— begin PROVIDED MATERIAL —
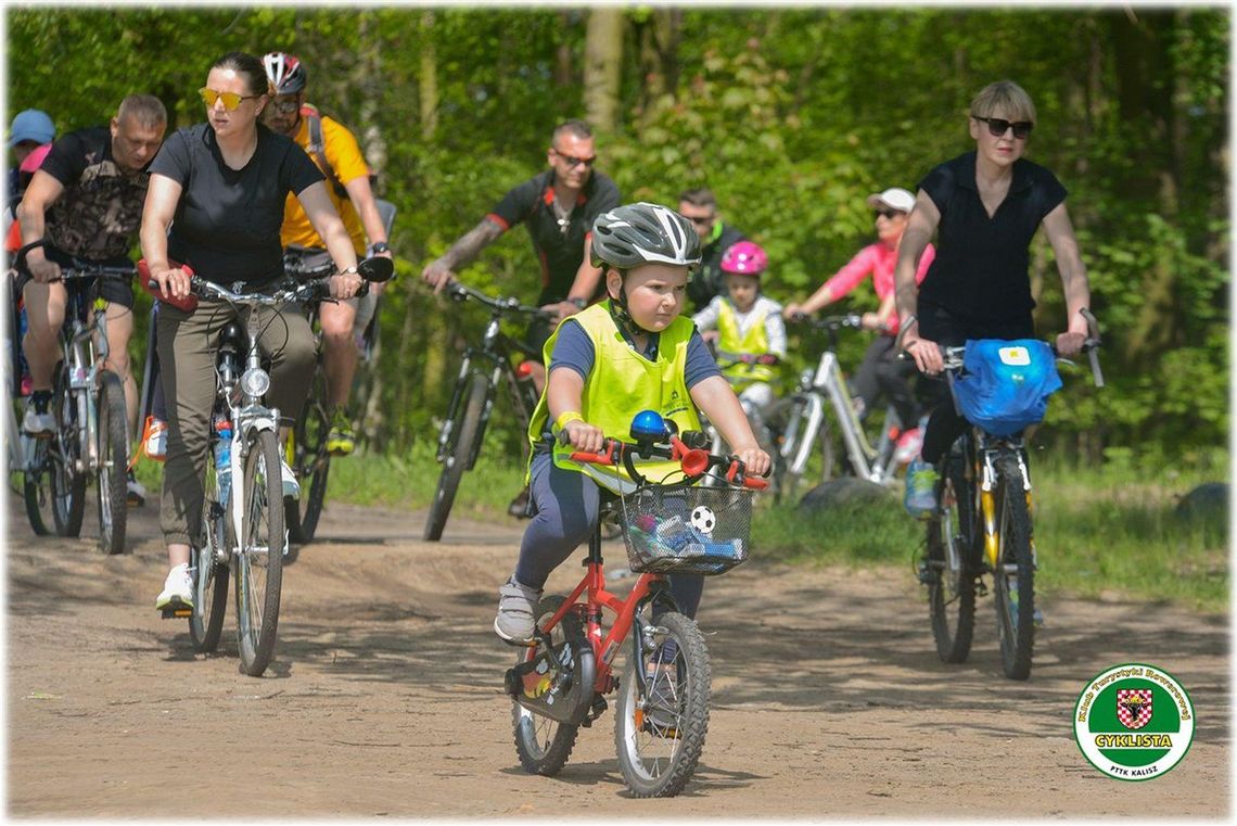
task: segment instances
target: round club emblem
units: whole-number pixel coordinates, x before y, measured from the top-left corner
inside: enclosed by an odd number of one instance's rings
[[[1194,741],[1194,705],[1158,665],[1127,663],[1092,678],[1074,707],[1074,739],[1091,765],[1118,780],[1152,780]]]

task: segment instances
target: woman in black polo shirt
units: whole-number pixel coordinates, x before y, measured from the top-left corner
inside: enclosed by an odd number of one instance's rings
[[[1051,172],[1022,157],[1035,124],[1035,105],[1016,83],[985,87],[971,101],[975,151],[941,163],[919,182],[915,208],[894,272],[903,349],[920,371],[941,371],[941,346],[967,339],[1024,339],[1035,334],[1029,247],[1043,226],[1056,256],[1069,329],[1056,336],[1061,355],[1081,350],[1091,300],[1086,268],[1065,209],[1065,187]],[[915,268],[933,232],[936,258],[922,284]],[[927,517],[936,509],[934,465],[961,435],[966,420],[945,399],[931,413],[922,459],[907,471],[907,508]]]
[[[210,67],[200,94],[207,122],[168,137],[150,168],[141,245],[165,302],[189,294],[181,265],[216,283],[242,282],[246,292],[272,289],[283,276],[280,226],[288,192],[297,194],[339,270],[332,276],[332,297],[356,294],[356,253],[322,172],[291,138],[257,122],[270,100],[262,62],[242,52],[225,54]],[[275,315],[273,309],[259,310],[259,344],[272,361],[267,399],[287,418],[301,411],[309,391],[314,343],[299,308],[285,307]],[[189,543],[200,535],[215,347],[234,318],[231,305],[209,297],[195,312],[172,303],[160,308],[157,346],[168,411],[160,523],[171,571],[157,608],[193,607]],[[285,496],[296,496],[292,471],[283,465],[282,472]]]

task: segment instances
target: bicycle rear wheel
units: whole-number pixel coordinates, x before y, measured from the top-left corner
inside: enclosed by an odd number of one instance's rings
[[[322,365],[314,372],[313,387],[304,409],[292,429],[288,464],[301,481],[299,500],[285,501],[285,521],[288,539],[293,543],[310,543],[318,532],[318,519],[327,501],[327,479],[330,475],[330,454],[327,453],[327,435],[330,433],[330,417],[323,399],[327,398],[327,385]],[[299,548],[288,550],[288,561],[294,563]]]
[[[52,518],[61,537],[82,533],[85,514],[85,474],[78,470],[82,459],[80,428],[77,399],[68,386],[68,371],[61,366],[56,373],[52,396],[57,429],[52,455]]]
[[[682,791],[709,731],[711,678],[704,636],[682,613],[663,613],[657,626],[664,629],[654,634],[658,644],[642,662],[628,658],[618,684],[615,748],[623,781],[637,798]]]
[[[448,427],[453,428],[450,449],[443,460],[443,472],[438,476],[438,490],[434,492],[434,501],[429,506],[429,516],[426,518],[426,542],[438,542],[443,537],[443,528],[447,527],[447,517],[450,516],[452,505],[455,503],[455,492],[459,490],[460,479],[468,470],[470,456],[474,454],[474,445],[481,435],[481,415],[485,412],[485,397],[490,392],[490,381],[481,373],[473,373],[469,378],[466,396],[460,403],[461,414]]]
[[[548,596],[537,605],[537,624],[548,621],[567,597]],[[550,632],[550,644],[558,647],[567,639],[580,638],[584,628],[579,617],[567,615],[563,621]],[[546,644],[538,643],[534,648],[528,648],[521,653],[517,663],[534,660],[546,653]],[[553,777],[558,774],[575,747],[575,738],[580,733],[579,726],[560,723],[549,717],[533,713],[518,702],[512,702],[512,725],[516,730],[516,754],[520,756],[520,764],[529,774]]]
[[[236,581],[236,642],[241,671],[261,676],[275,654],[283,581],[283,480],[280,445],[272,430],[246,435],[245,482],[233,481],[241,496],[241,542],[233,555]]]
[[[928,523],[928,613],[936,654],[946,663],[965,663],[975,633],[978,532],[964,451],[952,449],[945,456],[936,497],[940,513]]]
[[[125,549],[129,518],[129,429],[125,419],[125,386],[120,376],[99,373],[99,550],[119,554]]]
[[[1030,508],[1022,486],[1022,469],[1013,456],[997,462],[998,553],[996,582],[997,636],[1001,665],[1011,680],[1030,676],[1035,644],[1035,560],[1032,553]]]

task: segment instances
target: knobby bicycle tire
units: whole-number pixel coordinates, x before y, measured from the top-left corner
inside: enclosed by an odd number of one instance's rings
[[[469,377],[468,397],[460,404],[461,413],[454,423],[450,450],[443,460],[438,490],[434,492],[434,501],[426,518],[423,537],[426,542],[438,542],[443,537],[443,528],[447,527],[447,517],[450,516],[452,506],[455,503],[460,479],[468,470],[469,459],[476,453],[474,450],[476,440],[481,438],[481,415],[485,412],[485,397],[489,392],[489,378],[481,373],[473,373]]]
[[[99,373],[99,550],[119,554],[125,550],[129,519],[126,501],[129,466],[129,428],[125,417],[125,386],[120,376],[104,370]]]
[[[928,612],[936,654],[945,663],[965,663],[975,633],[978,533],[966,461],[965,451],[946,454],[936,482],[940,513],[928,522]]]
[[[537,605],[537,624],[541,626],[554,616],[554,612],[565,601],[567,597],[560,595],[544,597]],[[584,627],[580,624],[580,618],[574,613],[568,613],[559,622],[558,627],[550,632],[550,644],[559,645],[567,639],[583,637]],[[544,644],[538,643],[536,647],[522,652],[516,662],[518,664],[536,659],[544,650]],[[533,713],[518,702],[512,702],[511,718],[516,733],[516,754],[520,757],[520,764],[524,770],[529,774],[541,774],[543,777],[553,777],[562,772],[563,767],[567,765],[568,758],[571,757],[571,749],[575,747],[575,738],[580,733],[580,727],[560,723],[549,717]]]
[[[1035,644],[1035,561],[1030,508],[1016,458],[1004,456],[997,462],[997,528],[1001,533],[993,574],[993,602],[1001,639],[1001,665],[1011,680],[1025,680],[1030,676]]]
[[[283,480],[280,445],[272,430],[246,435],[244,486],[233,480],[241,500],[241,542],[233,555],[236,592],[236,643],[240,669],[261,676],[275,654],[283,581]]]
[[[89,403],[89,401],[88,401]],[[63,362],[56,371],[56,388],[52,396],[56,418],[56,443],[52,449],[52,518],[58,537],[75,538],[82,533],[85,514],[85,474],[77,470],[82,443],[77,399],[69,388],[68,368]]]
[[[666,628],[664,641],[673,639],[678,647],[667,669],[674,671],[669,691],[677,710],[672,715],[673,723],[661,726],[656,712],[649,712],[640,700],[640,684],[646,681],[644,674],[658,649],[644,652],[644,662],[628,658],[626,675],[618,683],[615,749],[623,781],[637,798],[679,794],[700,762],[709,731],[711,675],[704,634],[694,621],[673,611],[659,616],[654,624]],[[657,692],[657,679],[664,680],[666,674],[647,680],[649,692]]]
[[[214,451],[212,451],[214,453]],[[219,647],[224,615],[228,612],[228,565],[219,561],[226,528],[224,507],[214,500],[215,470],[207,462],[207,491],[202,503],[202,542],[189,547],[189,573],[193,579],[193,613],[189,615],[189,639],[193,650],[205,654]]]

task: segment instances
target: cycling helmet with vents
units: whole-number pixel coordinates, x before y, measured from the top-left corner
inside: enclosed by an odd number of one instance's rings
[[[627,204],[602,213],[593,224],[593,266],[631,270],[642,263],[694,267],[700,236],[691,223],[668,206]]]
[[[262,67],[277,95],[296,94],[306,88],[306,67],[294,54],[270,52],[262,56]]]
[[[721,256],[721,271],[737,276],[760,276],[768,270],[769,257],[760,244],[735,241]]]

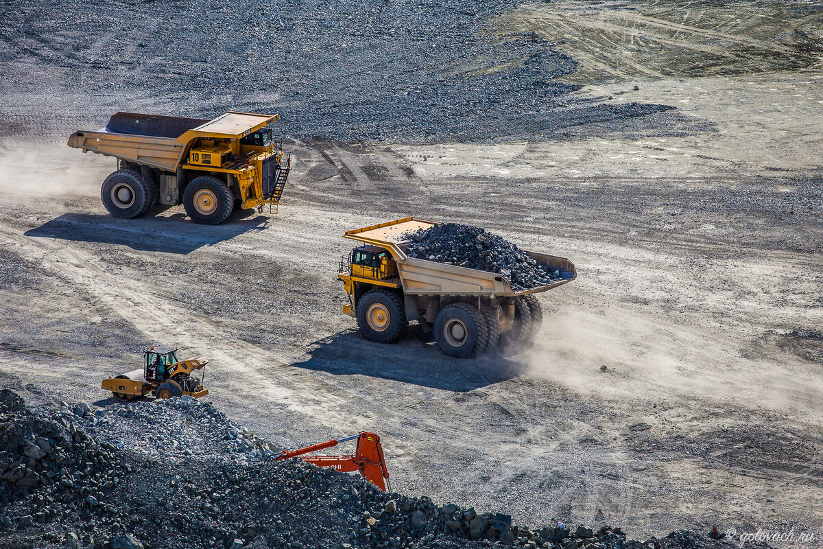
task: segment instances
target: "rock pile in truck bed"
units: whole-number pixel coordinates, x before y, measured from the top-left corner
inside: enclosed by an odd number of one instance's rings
— end PROVIDED MATERIAL —
▶ **WORK TO COMPLETE**
Repeat the records above verbatim, with no pictures in the result.

▶ **PROBLEM SOLUTION**
task: segment instances
target: round club emblem
units: whole-number pixel coordinates, x before y, measured from the top-left corner
inside: enclosed by an odd number of one instance's rings
[[[1194,741],[1194,705],[1158,665],[1127,663],[1092,678],[1074,707],[1074,739],[1091,765],[1118,780],[1152,780]]]

task: segment instances
target: woman in black polo shirt
units: whole-number pixel coordinates, x before y, measured from the top-left corner
inside: enclosed by an odd number of one instance's rings
[[[1051,172],[1022,157],[1035,124],[1035,105],[1016,83],[985,87],[971,101],[975,151],[941,163],[919,182],[915,208],[894,272],[903,349],[920,371],[941,371],[941,346],[967,339],[1024,339],[1035,334],[1029,247],[1043,226],[1056,256],[1069,329],[1056,336],[1061,355],[1081,350],[1091,300],[1086,268],[1065,209],[1065,187]],[[915,268],[933,232],[936,258],[922,284]],[[927,517],[936,509],[934,465],[961,435],[966,420],[945,399],[931,413],[922,459],[907,471],[907,508]]]
[[[210,67],[200,94],[207,122],[168,137],[150,168],[141,245],[165,302],[189,294],[181,265],[216,283],[242,282],[246,292],[272,289],[283,276],[280,226],[288,192],[297,194],[339,270],[332,276],[332,297],[356,294],[356,253],[322,172],[291,138],[257,122],[270,100],[262,62],[242,52],[225,54]],[[275,315],[273,309],[259,310],[259,344],[272,361],[267,399],[287,418],[301,411],[309,391],[314,343],[299,308],[285,307]],[[189,543],[200,535],[215,347],[234,318],[231,305],[209,297],[195,312],[172,303],[160,308],[157,346],[168,411],[160,523],[171,571],[157,608],[193,607]],[[285,496],[296,496],[292,471],[283,465],[282,472]]]

task: segment instances
target: bicycle rear wheel
units: whole-number pixel coordinates, x before y, measured from the top-left corner
inside: enclosed by an odd number of one instance's rings
[[[322,365],[314,372],[313,387],[304,409],[292,429],[288,464],[301,481],[299,500],[285,501],[285,521],[288,539],[293,543],[310,543],[318,532],[318,519],[327,501],[327,479],[330,475],[330,454],[327,453],[327,435],[330,433],[330,417],[323,399],[327,398],[327,385]],[[299,548],[288,550],[288,561],[294,563]]]
[[[52,518],[61,537],[82,533],[85,514],[85,474],[78,470],[82,459],[80,428],[77,399],[68,386],[68,371],[61,366],[56,373],[52,396],[57,429],[52,455]]]
[[[682,791],[709,731],[711,678],[704,636],[682,613],[663,613],[657,626],[664,629],[654,634],[658,644],[642,662],[628,658],[618,684],[615,748],[623,781],[637,798]]]
[[[448,427],[453,428],[450,449],[443,460],[443,472],[438,476],[438,490],[434,492],[434,501],[429,506],[429,516],[426,518],[426,542],[438,542],[443,537],[443,528],[447,527],[447,517],[450,516],[452,505],[455,503],[455,492],[459,490],[460,479],[468,470],[470,456],[474,454],[474,445],[481,435],[481,415],[485,412],[485,397],[490,392],[490,381],[481,373],[473,373],[469,378],[466,396],[460,403],[461,414]]]
[[[548,596],[537,605],[537,624],[548,621],[567,597]],[[550,632],[550,644],[558,647],[567,639],[580,638],[584,628],[579,617],[567,615],[563,621]],[[546,644],[538,643],[534,648],[528,648],[521,653],[517,663],[534,660],[546,653]],[[553,777],[558,774],[575,747],[575,738],[580,733],[579,726],[560,723],[549,717],[533,713],[518,702],[512,702],[512,725],[516,730],[516,754],[520,756],[520,764],[529,774]]]
[[[236,581],[236,642],[241,671],[261,676],[275,654],[283,581],[283,480],[280,445],[272,430],[246,435],[245,482],[233,481],[241,496],[241,542],[233,555]]]
[[[928,523],[928,613],[936,654],[946,663],[965,663],[975,633],[978,532],[964,451],[952,449],[945,456],[936,497],[940,513]]]
[[[125,549],[129,518],[129,429],[125,419],[125,386],[120,376],[99,373],[99,550],[119,554]]]
[[[1030,508],[1022,486],[1022,469],[1013,456],[997,462],[998,553],[996,582],[997,636],[1001,665],[1011,680],[1030,676],[1035,644],[1035,560],[1032,553]]]

task: segment instances
target: knobby bicycle tire
units: whole-number pixel coordinates, x before y, measured from the top-left corner
inside: enclosed by an odd number of one instance's rings
[[[469,377],[468,397],[460,404],[461,413],[454,423],[450,450],[443,460],[438,490],[434,492],[434,501],[426,518],[423,537],[426,542],[438,542],[443,537],[443,528],[447,527],[447,517],[450,516],[452,506],[455,503],[460,479],[468,470],[469,459],[476,453],[474,450],[476,440],[481,438],[481,415],[485,412],[485,397],[489,392],[489,378],[481,373],[473,373]]]
[[[99,373],[99,550],[119,554],[125,550],[129,519],[126,501],[129,466],[129,428],[125,417],[125,386],[120,376],[104,370]]]
[[[928,612],[936,654],[945,663],[965,663],[975,633],[978,533],[966,461],[965,451],[946,454],[936,482],[940,513],[928,522]]]
[[[537,605],[537,624],[541,626],[554,616],[554,612],[565,601],[567,597],[560,595],[544,597]],[[584,627],[580,624],[580,618],[574,613],[568,613],[559,622],[558,627],[550,632],[550,644],[559,645],[567,639],[583,637]],[[544,644],[538,643],[536,647],[522,652],[516,662],[518,664],[536,659],[544,650]],[[533,713],[518,702],[512,702],[511,718],[516,733],[516,754],[520,757],[520,764],[524,770],[529,774],[541,774],[543,777],[553,777],[562,772],[563,767],[567,765],[568,758],[571,757],[571,749],[575,747],[575,738],[580,733],[580,727],[560,723],[549,717]]]
[[[1035,644],[1035,561],[1030,508],[1016,458],[1004,456],[997,462],[997,528],[1001,533],[993,574],[993,602],[1001,639],[1001,665],[1011,680],[1025,680],[1030,676]]]
[[[283,480],[280,445],[272,430],[246,435],[244,486],[233,480],[241,500],[241,542],[233,555],[236,592],[236,643],[240,669],[261,676],[275,654],[283,581]]]
[[[89,403],[89,401],[88,401]],[[63,362],[56,371],[56,388],[52,396],[56,418],[56,443],[52,449],[52,518],[58,537],[75,538],[82,533],[85,514],[85,474],[77,470],[82,443],[77,399],[69,388],[68,368]]]
[[[666,628],[664,641],[673,639],[678,647],[667,669],[674,671],[669,691],[677,710],[672,715],[673,723],[661,726],[656,712],[649,712],[640,700],[640,684],[646,681],[644,674],[658,649],[644,652],[644,662],[628,658],[626,675],[618,683],[615,749],[623,781],[637,798],[679,794],[700,762],[709,731],[711,675],[704,634],[694,621],[673,611],[659,616],[654,624]],[[657,692],[657,679],[664,680],[666,674],[647,680],[649,692]]]
[[[214,451],[212,451],[214,453]],[[219,647],[224,615],[228,612],[228,565],[219,561],[226,528],[224,507],[214,500],[215,470],[207,462],[207,491],[202,503],[202,542],[189,547],[189,573],[193,579],[193,613],[189,615],[189,639],[193,650],[205,654]]]

task: segment instances
target: cycling helmet with vents
units: whole-number pixel coordinates, x before y, measured from the top-left corner
inside: enclosed by an odd number of one instance's rings
[[[627,204],[602,213],[593,224],[593,266],[631,270],[642,263],[694,267],[700,236],[691,223],[668,206]]]
[[[262,67],[277,95],[296,94],[306,88],[306,67],[294,54],[270,52],[262,56]]]
[[[721,256],[721,271],[737,276],[760,276],[768,270],[769,257],[760,244],[735,241]]]

task: segment instances
target: "rock pile in truck bed"
units: whole-number pixel coordinates, x before y, measured from the top-left corner
inside: enclosed by an odd number of one instance's rings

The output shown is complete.